>>>>>

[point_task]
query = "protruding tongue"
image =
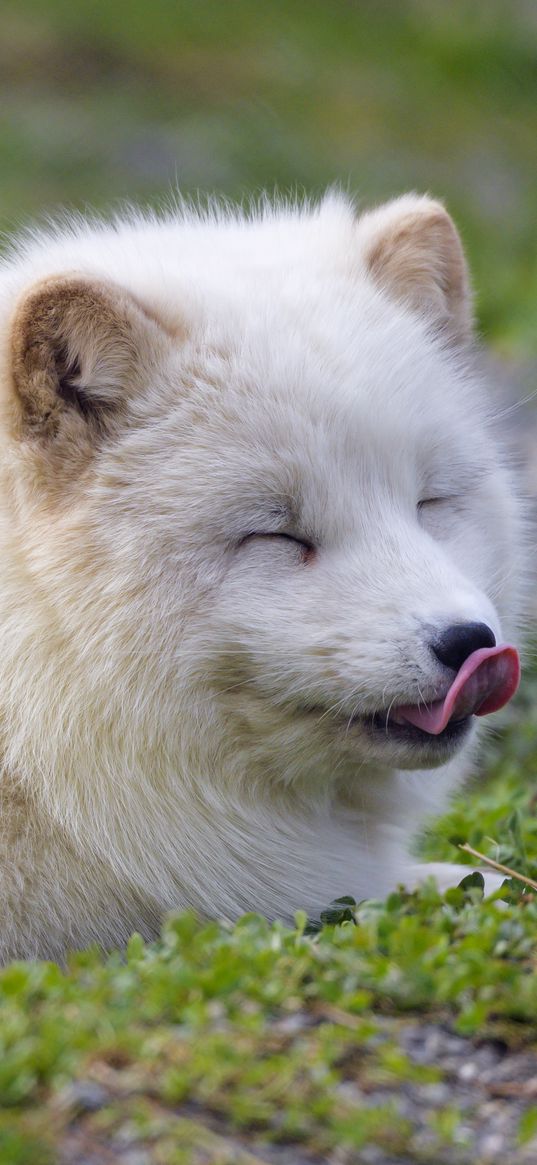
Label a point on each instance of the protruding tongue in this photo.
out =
(485, 683)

<<<<<

**Exercise**
Your answer must be an exact transcription of every entry, minus the pictures.

**Result of the exercise**
[point_task]
query = "protruding tongue"
image =
Label a point on each instance of the protruding tongue in this photo.
out =
(485, 683)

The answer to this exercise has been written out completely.